══ Data extracts ══
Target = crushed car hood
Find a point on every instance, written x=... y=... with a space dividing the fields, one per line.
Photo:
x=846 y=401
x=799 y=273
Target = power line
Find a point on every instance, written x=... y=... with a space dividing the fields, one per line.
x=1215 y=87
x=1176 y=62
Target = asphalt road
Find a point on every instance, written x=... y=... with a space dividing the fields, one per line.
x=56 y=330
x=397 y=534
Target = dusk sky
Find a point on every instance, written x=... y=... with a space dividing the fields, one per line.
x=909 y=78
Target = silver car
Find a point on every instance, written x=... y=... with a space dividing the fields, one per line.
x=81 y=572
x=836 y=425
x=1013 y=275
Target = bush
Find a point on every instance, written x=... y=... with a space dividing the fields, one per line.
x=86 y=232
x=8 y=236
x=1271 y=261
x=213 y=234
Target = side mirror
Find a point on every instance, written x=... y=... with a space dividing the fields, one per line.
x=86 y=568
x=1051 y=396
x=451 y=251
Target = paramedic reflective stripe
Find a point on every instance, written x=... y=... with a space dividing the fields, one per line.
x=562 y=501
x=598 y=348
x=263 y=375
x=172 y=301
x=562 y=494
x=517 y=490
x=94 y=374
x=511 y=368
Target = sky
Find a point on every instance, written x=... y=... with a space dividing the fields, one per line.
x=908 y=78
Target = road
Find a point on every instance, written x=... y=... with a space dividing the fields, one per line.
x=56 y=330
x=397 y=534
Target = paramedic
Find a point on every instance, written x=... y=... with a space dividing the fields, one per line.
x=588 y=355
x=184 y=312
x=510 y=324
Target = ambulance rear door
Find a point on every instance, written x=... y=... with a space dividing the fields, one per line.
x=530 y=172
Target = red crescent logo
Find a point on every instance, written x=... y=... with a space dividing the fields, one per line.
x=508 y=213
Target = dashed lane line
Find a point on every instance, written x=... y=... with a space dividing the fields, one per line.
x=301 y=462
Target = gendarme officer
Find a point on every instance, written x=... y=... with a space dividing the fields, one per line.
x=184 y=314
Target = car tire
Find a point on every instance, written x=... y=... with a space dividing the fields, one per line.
═══
**Problem to work on:** Return exactly the leading lines of the listing, stopping after the line in which "Target = paramedic reflective stripe" occurs.

**Task output:**
Target = crushed car hood
Find a point on every instance, written x=... y=... with a space dividing the fields, one per line.
Photo:
x=846 y=401
x=799 y=273
Target = power line
Find a point on every instance, written x=... y=... with a space dividing the fields, one per line.
x=1215 y=87
x=1176 y=62
Target = asphalt road
Find a point on every instance, written x=... y=... with a space dividing the fields, one per line.
x=56 y=330
x=397 y=534
Target = dusk sky
Find a point on every instance, written x=... y=... with a space dividing the fields, one per line.
x=909 y=78
Target = silver car
Find a point on every instance, written x=... y=... with a space dividing the fields, one per line.
x=81 y=572
x=836 y=425
x=1013 y=275
Target = bush
Find a point on every instance, written x=... y=... with a space dividing the fields, one per line.
x=86 y=232
x=8 y=236
x=1271 y=261
x=213 y=234
Target = side mirror
Find a point on every instance, written x=... y=... with a space dividing the fields, one per line.
x=86 y=568
x=1051 y=396
x=451 y=251
Target = paramedic reflective stripe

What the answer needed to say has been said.